======== TEXT SECTION ========
# Eating rabies....



## ART (Jul 7, 2004)

What is the risk of eating a rabid animal, such as a raccoon......


----------



## Lucky Dog (Jul 4, 2004)

ART said:


> What is the risk of eating a rabid animal, such as a raccoon......


I would contact your local health department with that question.

I personally would not want to even come in contact with a rabid animal, let alone eat it.


----------



## slowjeep (Jan 29, 2012)

ART said:


> What is the risk of eating a rabid animal, such as a raccoon......


By eating the flesh of a rabies infected animal, you will have the same ill effects as if you were bitten by the animal. Symptoms might take awhile, but usually manifest a few days before the next full moon. You will notice a strong urge to eat raw flesh, drink blood, and run around naked. On the eve of the full moon you will turn into a werewolf, or in your case, a werecoon. Stay away from silver.


----------



## ART (Jul 7, 2004)
========
### QUESTIONS TO ANSWER
**a)** Do these statements agree with the rabies thread? For each, answer yes or no and quote the exact words that decide it.
(i) Lucky Dog suggests taking the question to the local health department.
(ii) slowjeep says symptoms show up immediately after eating the animal.
(iii) ART's question names a raccoon as an example.
**b)** Extract the passage of the rabies thread from "## Lucky Dog" to "alone eat it.".
**c)** In the rabies thread, what does slowjeep say to stay away from?
Rely only on the rabies thread, not on outside knowledge.
======== DATA SECTION ========
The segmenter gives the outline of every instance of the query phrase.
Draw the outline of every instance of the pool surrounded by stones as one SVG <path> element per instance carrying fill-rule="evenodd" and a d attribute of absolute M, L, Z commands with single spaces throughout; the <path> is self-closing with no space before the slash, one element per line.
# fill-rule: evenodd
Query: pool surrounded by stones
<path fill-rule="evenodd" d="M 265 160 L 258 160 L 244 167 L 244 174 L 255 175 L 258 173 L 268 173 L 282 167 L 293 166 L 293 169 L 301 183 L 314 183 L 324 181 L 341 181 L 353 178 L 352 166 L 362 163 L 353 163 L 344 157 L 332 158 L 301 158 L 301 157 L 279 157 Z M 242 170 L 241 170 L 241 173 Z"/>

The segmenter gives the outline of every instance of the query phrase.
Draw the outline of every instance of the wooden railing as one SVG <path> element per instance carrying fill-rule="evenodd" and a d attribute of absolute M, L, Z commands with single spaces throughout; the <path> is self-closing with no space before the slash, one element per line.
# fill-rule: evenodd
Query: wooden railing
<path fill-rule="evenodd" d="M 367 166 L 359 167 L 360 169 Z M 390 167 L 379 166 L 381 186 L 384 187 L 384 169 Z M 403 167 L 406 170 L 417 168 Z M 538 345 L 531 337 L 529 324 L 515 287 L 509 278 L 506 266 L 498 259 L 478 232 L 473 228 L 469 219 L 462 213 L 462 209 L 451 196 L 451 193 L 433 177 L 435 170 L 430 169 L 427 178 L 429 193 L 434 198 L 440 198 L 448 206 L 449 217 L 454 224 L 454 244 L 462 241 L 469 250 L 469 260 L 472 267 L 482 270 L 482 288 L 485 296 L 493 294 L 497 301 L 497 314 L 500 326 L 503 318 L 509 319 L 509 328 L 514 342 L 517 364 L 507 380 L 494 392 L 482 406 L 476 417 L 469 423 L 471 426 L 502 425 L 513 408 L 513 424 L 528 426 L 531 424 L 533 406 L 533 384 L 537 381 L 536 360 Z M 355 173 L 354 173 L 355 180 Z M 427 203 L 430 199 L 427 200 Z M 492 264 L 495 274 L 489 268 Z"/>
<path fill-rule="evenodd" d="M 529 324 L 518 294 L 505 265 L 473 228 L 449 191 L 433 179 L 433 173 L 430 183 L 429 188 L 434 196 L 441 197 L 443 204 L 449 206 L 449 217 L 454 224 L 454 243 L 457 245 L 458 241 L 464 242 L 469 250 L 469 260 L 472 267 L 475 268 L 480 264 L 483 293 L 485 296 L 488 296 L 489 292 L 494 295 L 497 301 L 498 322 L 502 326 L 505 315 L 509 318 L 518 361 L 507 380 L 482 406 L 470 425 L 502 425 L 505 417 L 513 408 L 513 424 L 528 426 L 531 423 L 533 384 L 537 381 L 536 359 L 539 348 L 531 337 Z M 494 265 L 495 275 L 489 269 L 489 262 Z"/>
========
======== DATA SECTION ========
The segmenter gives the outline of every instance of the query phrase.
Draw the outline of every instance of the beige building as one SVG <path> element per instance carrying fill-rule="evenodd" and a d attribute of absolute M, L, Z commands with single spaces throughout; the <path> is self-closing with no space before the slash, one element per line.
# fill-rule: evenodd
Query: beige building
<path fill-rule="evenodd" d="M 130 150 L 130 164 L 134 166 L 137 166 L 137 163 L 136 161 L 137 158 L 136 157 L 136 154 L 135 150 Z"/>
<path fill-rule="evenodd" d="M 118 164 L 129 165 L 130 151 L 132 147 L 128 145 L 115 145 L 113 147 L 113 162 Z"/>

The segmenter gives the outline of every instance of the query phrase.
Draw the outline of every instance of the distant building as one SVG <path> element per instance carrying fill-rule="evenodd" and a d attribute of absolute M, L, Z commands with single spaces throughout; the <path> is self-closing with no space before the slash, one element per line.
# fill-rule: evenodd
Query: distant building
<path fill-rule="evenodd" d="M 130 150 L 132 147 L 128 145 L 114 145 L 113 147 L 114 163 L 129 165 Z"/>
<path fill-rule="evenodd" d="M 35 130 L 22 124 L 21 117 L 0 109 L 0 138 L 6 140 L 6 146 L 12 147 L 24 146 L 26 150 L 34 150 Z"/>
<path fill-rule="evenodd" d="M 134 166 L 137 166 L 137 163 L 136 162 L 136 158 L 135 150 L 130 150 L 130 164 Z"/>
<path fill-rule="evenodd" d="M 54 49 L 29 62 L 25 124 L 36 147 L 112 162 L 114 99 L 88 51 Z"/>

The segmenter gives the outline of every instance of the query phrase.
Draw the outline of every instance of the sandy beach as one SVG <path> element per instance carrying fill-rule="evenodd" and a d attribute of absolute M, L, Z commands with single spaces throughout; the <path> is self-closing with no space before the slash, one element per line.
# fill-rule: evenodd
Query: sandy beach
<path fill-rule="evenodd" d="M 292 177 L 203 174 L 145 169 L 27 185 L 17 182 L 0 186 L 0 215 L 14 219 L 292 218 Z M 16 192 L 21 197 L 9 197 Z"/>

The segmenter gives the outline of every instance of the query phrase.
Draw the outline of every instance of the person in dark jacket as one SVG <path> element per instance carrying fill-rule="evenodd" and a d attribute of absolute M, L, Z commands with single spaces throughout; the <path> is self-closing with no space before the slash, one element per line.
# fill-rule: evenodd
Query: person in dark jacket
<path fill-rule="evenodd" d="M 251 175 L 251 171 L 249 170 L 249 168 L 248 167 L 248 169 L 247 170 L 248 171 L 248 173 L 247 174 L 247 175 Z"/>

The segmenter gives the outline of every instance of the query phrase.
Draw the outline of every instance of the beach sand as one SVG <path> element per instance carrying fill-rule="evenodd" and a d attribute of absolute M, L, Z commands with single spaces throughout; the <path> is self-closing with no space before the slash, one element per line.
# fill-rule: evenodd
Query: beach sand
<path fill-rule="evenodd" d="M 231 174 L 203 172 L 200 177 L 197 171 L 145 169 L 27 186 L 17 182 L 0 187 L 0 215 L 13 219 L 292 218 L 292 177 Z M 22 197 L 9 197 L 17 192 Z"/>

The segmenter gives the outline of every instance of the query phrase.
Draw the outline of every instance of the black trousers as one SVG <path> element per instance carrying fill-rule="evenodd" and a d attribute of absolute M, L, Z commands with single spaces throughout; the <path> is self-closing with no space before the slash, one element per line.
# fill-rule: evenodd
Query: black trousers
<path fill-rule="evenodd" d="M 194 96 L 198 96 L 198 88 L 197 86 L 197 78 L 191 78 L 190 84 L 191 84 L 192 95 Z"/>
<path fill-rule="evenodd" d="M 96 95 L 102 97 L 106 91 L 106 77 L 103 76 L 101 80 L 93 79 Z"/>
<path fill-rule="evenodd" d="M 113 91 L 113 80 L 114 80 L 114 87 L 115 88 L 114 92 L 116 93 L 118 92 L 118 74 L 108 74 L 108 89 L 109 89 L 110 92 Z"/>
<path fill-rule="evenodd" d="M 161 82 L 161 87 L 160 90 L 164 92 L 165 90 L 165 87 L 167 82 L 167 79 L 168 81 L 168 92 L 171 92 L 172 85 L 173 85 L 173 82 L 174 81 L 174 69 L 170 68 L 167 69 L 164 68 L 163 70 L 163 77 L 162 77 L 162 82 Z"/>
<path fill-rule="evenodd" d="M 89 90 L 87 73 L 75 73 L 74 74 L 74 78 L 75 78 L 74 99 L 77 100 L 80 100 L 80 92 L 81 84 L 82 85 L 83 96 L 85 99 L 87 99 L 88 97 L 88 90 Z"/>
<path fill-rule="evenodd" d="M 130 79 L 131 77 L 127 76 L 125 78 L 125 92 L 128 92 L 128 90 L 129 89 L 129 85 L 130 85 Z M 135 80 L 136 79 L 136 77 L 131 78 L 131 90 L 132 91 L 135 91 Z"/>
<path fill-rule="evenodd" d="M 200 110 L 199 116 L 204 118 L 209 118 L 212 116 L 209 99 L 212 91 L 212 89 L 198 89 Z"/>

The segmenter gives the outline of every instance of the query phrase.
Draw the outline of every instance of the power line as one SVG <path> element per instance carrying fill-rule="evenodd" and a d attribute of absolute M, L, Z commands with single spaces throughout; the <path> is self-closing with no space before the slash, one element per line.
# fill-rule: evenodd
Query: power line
========
======== DATA SECTION ========
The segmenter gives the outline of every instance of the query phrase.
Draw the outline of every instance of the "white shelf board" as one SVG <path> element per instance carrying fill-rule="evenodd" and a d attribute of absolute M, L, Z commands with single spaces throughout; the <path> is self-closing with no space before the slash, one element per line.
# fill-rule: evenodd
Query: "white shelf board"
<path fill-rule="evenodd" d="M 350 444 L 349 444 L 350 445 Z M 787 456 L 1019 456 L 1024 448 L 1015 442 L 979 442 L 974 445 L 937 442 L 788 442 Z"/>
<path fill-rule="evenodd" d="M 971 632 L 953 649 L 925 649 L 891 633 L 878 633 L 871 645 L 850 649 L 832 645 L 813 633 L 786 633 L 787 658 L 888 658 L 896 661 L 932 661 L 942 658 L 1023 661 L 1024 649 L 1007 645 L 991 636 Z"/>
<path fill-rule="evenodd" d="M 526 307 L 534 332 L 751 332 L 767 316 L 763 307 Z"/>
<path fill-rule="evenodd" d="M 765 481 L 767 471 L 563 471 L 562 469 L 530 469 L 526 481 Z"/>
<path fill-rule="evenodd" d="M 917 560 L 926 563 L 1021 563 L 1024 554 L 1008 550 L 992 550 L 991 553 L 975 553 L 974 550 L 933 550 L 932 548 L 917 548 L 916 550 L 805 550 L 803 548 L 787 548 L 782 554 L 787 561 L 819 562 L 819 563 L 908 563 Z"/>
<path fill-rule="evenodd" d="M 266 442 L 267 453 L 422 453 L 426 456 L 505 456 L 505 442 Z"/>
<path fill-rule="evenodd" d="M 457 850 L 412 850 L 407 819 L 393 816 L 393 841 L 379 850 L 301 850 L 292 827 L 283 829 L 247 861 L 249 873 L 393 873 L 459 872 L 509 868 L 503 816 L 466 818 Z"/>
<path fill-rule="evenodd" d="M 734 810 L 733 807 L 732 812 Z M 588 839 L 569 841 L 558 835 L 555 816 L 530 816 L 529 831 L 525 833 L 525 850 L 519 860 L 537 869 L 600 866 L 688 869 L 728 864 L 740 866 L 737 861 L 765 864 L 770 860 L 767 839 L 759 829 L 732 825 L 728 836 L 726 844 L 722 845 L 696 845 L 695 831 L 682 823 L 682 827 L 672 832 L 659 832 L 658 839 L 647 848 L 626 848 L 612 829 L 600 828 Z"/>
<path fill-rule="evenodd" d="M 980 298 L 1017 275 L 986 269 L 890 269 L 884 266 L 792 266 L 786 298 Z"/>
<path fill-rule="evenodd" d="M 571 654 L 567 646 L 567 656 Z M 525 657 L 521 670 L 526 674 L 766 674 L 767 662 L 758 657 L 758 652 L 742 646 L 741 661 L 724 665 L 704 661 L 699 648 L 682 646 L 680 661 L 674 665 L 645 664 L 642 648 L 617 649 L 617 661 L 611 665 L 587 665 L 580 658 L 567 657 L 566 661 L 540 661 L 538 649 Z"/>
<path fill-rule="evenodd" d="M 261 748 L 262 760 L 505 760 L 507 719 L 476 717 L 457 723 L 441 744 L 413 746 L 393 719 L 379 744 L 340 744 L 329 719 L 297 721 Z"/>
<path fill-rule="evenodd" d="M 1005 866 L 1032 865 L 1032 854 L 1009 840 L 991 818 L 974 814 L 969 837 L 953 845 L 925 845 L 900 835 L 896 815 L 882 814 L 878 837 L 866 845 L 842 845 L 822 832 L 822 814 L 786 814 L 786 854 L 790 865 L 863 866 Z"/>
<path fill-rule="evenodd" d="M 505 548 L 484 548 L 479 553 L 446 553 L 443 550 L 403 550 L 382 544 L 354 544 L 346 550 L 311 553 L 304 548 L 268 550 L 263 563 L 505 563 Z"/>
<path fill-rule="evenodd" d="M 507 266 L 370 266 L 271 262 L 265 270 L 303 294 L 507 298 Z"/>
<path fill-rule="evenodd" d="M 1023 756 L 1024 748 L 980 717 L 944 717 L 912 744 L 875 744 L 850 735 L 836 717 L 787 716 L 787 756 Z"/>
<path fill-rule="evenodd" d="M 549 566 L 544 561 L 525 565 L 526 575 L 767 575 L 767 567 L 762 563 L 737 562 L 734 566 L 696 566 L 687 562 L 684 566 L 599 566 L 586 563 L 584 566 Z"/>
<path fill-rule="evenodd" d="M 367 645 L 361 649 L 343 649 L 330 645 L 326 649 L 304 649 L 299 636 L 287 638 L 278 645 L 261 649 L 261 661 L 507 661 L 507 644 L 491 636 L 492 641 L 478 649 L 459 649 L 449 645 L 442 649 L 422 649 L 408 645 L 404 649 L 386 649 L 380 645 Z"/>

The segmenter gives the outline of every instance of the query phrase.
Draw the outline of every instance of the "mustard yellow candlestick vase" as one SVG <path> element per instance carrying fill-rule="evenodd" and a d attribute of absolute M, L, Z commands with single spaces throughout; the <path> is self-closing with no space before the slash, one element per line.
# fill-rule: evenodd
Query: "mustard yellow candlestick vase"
========
### LIST OF ANSWERS
**a)**
(i) Yes: "I would contact your local health department with that question."
(ii) No: "Symptoms might take awhile, but usually manifest a few days before the next full moon."
(iii) Yes: "such as a raccoon"

**b)**
## Lucky Dog (Jul 4, 2004)

ART said:


> What is the risk of eating a rabid animal, such as a raccoon......


I would contact your local health department with that question.

I personally would not want to even come in contact with a rabid animal, let alone eat it.

**c)** Silver.